Requirement A> Return the part of the Swaziland mission story from "One day in the" to "had to sing.", copied word for word.
Requirement B> In the Swaziland mission story, how many children does the orphanage at St. Philip's Mission house?

Passage>

****

Some years ago, when I was working for a congregation of Catholic sisters, I visited their mission in Swaziland, a landlocked country in southern Africa. Swaziland is ruled by a king who has been known to make Parade Magazine’s list of “world’s worst dictators.”
St. Philip’s Mission is far removed from any city and most of the nearby homesteads had no running water or electricity. Rural Swaziland only began to get pit toilets in the 1990’s. St. Philip’s has a school, medical clinic, and orphanage that houses 130 children whose parents died from HIV/AIDS, tuberculosis, or other diseases that are all too common in the region.
I had gotten to know some of the children in the orphanage during previous visits, and a girl named Fortunate was one of my favorites. She was 11 years old at the time of this particular visit, and she had a sincerity about her that touched me deeply. Fortunate was one of five children in her family, and all of them had come to the mission to live after their mother died.
One day in the yard near the orphanage, Fortunate and a friend approached me, and Fortunate asked, “Please sing your country’s national anthem for us.” I am not a good singer, so her request caused me a bit of panic. “Why don’t you sing your country’s national anthem for me first,” I replied, “and then I will sing mine.” I was hoping to buy some time and make my escape before I actually had to sing.

****

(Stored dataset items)
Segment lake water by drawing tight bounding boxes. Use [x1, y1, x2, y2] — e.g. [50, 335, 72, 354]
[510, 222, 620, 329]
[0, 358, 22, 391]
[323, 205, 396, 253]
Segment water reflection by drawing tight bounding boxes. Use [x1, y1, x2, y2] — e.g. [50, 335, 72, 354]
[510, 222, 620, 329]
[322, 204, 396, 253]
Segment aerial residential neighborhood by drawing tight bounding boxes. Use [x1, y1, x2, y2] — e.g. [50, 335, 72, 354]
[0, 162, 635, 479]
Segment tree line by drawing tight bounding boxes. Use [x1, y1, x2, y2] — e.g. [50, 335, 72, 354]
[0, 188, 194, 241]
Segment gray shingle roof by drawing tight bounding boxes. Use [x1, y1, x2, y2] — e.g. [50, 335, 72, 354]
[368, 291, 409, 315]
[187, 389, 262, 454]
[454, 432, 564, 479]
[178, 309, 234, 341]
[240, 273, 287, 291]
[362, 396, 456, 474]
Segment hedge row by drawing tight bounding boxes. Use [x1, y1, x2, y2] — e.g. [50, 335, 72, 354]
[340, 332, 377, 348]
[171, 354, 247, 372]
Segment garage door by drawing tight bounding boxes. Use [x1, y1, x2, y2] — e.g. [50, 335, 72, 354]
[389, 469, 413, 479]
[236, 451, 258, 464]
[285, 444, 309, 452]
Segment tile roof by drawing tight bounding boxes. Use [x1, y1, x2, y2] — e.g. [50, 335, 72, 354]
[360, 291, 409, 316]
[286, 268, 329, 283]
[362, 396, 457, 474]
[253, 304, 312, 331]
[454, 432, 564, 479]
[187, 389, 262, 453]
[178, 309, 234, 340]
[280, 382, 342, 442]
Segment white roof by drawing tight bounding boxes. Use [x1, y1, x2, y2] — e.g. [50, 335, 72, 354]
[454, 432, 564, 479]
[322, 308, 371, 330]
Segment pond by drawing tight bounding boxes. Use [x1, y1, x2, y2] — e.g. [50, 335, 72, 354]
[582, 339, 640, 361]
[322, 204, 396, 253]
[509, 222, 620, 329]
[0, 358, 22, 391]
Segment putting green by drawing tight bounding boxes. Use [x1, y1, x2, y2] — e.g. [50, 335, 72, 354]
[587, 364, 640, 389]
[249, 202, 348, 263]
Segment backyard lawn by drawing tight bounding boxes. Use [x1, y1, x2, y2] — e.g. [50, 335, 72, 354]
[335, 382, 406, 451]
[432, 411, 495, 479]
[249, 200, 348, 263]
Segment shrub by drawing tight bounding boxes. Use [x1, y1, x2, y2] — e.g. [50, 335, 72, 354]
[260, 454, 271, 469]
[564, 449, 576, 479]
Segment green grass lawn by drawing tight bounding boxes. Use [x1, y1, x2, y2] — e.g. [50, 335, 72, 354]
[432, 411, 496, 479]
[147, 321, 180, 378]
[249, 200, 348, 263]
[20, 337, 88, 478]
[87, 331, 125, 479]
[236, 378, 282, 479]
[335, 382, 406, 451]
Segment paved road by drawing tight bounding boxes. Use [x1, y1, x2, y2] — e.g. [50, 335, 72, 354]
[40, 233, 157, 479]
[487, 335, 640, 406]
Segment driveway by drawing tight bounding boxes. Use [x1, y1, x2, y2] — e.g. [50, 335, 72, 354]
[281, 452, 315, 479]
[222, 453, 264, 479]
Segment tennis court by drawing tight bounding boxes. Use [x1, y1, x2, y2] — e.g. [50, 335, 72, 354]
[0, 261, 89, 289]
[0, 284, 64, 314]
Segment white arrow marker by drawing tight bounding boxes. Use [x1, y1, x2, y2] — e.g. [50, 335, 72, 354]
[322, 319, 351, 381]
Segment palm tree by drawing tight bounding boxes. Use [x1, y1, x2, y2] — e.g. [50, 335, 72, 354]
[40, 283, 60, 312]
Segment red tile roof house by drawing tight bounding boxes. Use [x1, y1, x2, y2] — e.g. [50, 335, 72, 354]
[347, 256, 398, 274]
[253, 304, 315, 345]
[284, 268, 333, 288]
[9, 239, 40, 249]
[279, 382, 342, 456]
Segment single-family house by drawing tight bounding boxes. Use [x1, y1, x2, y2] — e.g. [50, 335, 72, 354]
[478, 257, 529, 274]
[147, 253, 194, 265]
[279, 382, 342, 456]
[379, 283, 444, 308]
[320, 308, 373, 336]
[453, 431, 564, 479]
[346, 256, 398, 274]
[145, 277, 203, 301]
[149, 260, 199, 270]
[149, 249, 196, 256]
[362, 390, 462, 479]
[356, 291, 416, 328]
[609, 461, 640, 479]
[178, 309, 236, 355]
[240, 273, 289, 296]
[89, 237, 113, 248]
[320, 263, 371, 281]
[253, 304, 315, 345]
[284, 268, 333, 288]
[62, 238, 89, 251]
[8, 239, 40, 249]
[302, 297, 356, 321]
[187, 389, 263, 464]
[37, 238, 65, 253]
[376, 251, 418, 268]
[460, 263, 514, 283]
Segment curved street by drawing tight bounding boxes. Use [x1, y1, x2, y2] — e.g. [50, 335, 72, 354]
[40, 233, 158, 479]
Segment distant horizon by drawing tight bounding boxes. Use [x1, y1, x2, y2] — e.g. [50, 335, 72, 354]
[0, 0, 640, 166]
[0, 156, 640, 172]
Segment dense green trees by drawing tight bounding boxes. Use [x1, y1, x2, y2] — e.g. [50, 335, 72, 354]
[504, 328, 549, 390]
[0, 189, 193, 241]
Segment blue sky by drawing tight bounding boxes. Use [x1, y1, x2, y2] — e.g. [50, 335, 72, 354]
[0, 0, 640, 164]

****

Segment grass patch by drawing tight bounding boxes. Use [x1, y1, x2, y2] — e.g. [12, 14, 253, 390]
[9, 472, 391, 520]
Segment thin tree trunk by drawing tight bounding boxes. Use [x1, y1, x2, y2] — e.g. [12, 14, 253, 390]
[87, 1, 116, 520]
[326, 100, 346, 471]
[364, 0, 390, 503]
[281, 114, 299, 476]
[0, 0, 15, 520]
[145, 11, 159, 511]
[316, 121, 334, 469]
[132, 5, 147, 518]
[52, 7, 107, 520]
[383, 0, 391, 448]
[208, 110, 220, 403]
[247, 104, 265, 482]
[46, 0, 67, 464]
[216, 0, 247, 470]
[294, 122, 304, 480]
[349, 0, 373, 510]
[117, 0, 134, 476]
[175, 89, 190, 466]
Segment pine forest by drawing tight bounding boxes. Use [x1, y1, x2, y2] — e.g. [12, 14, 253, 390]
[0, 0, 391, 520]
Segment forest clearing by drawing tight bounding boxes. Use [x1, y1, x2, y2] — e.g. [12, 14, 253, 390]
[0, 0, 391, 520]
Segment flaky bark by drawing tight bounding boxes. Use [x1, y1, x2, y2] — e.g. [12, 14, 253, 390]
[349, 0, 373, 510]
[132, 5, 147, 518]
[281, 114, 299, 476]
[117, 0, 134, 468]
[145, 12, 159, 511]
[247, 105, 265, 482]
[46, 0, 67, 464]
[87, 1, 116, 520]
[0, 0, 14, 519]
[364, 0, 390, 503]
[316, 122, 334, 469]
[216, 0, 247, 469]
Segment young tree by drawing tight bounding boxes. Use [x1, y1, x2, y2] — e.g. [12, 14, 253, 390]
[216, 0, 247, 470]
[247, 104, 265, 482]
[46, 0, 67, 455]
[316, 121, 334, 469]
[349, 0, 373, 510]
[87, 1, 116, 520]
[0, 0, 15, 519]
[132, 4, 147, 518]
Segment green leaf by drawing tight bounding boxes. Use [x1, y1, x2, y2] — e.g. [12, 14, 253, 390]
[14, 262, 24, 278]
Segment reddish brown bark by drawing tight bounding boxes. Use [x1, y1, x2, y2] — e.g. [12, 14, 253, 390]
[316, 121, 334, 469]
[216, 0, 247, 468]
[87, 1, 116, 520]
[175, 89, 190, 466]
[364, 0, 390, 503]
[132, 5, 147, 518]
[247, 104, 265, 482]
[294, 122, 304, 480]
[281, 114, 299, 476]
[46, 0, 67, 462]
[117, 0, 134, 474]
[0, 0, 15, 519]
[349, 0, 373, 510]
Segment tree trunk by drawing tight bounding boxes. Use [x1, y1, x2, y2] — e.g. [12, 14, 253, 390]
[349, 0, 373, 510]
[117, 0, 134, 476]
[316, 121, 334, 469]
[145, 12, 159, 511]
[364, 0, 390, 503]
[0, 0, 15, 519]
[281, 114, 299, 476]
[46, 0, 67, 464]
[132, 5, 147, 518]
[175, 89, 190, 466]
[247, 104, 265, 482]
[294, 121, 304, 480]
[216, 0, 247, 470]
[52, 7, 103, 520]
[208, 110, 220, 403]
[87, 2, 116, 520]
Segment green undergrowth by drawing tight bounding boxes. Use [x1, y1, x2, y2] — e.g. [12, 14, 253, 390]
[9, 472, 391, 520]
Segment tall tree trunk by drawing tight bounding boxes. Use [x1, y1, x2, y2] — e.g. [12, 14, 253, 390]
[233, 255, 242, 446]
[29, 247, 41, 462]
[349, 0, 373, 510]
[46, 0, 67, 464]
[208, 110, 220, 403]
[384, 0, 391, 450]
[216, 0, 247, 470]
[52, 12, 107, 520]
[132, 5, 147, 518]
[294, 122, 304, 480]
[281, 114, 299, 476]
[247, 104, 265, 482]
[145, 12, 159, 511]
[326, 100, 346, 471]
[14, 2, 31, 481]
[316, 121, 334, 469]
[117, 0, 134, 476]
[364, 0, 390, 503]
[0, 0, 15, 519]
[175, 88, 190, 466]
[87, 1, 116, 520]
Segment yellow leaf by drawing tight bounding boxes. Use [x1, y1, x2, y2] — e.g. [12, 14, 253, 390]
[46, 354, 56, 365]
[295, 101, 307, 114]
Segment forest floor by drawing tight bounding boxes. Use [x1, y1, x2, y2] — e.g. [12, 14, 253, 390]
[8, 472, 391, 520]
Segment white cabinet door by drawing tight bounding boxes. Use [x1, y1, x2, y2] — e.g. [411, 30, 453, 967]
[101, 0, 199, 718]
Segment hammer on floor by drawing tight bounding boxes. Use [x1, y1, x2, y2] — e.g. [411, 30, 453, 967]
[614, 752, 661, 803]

****

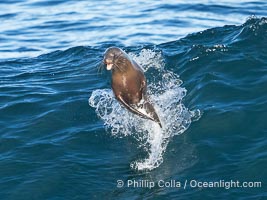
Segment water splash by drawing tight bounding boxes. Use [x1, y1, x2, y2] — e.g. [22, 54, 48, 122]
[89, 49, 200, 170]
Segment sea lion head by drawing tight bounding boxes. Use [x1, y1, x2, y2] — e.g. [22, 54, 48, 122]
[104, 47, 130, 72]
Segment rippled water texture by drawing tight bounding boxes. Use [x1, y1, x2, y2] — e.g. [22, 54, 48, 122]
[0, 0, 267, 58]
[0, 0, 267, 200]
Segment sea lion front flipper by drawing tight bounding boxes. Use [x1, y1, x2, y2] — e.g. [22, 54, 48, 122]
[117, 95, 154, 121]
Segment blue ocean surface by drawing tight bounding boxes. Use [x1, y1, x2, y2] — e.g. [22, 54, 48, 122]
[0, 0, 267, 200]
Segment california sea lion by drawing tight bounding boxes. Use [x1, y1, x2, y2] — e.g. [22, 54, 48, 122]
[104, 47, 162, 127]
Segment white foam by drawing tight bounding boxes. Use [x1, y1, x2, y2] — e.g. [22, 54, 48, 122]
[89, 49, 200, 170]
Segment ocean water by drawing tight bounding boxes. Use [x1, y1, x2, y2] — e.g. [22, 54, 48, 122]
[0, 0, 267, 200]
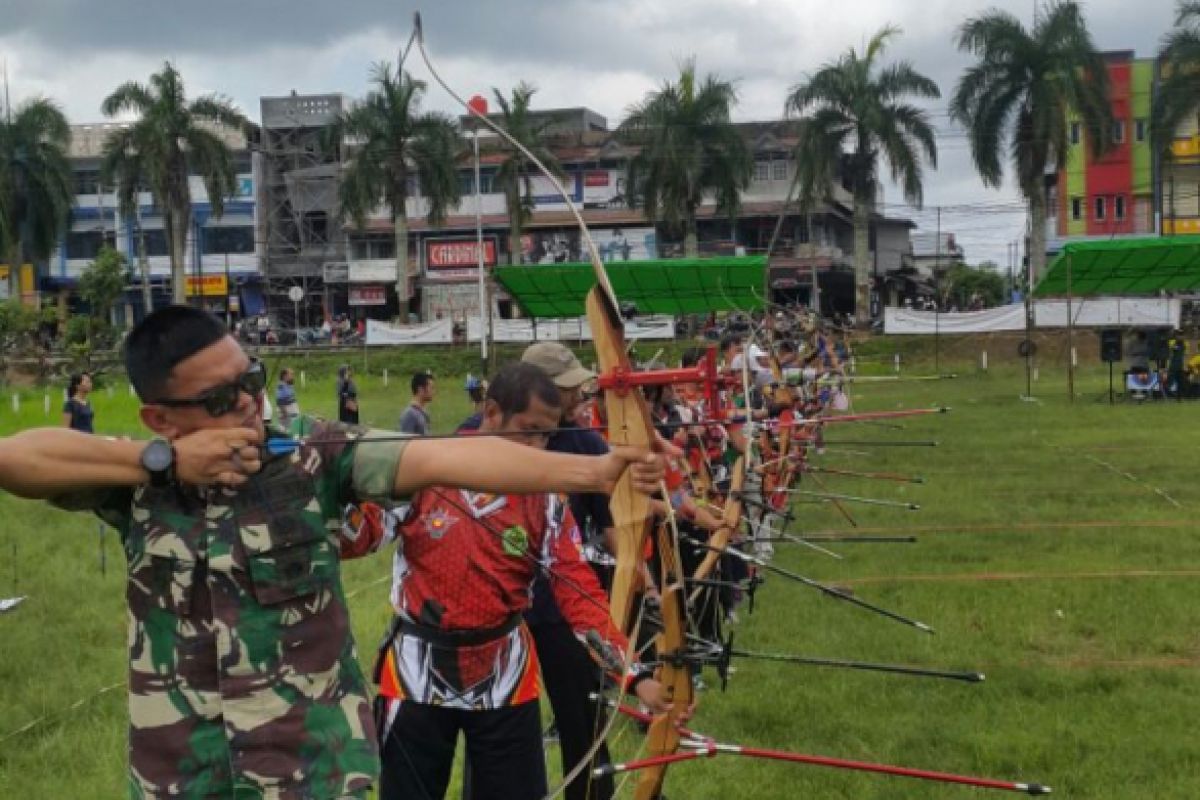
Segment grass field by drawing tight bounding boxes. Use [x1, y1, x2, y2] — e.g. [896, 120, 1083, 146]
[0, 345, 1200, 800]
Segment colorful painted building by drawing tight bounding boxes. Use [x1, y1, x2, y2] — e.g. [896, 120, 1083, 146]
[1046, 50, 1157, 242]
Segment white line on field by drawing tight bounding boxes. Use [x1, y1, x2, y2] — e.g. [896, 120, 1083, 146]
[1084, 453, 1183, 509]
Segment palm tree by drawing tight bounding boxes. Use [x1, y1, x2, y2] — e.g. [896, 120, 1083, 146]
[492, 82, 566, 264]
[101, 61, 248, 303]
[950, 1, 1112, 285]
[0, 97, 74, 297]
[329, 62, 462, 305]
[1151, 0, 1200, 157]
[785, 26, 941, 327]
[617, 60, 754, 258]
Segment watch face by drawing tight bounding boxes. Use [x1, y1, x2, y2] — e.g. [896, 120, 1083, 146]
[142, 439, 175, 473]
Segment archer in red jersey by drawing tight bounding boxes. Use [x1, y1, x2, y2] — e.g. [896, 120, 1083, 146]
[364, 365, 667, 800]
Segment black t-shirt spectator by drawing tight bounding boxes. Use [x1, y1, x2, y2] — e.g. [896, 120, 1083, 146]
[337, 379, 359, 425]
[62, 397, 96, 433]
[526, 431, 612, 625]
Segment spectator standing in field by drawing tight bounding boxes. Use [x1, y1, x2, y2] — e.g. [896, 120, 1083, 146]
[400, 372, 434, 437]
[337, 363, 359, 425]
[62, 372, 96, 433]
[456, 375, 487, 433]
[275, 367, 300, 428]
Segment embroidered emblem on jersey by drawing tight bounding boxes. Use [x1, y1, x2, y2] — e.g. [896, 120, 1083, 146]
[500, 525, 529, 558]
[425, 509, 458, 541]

****

Exercise answer A>
One day in the yard near the orphanage, Fortunate and a friend approached me, and Fortunate asked, “Please sing your country’s national anthem for us.” I am not a good singer, so her request caused me a bit of panic. “Why don’t you sing your country’s national anthem for me first,” I replied, “and then I will sing mine.” I was hoping to buy some time and make my escape before I actually had to sing.

Exercise answer B> 130 children.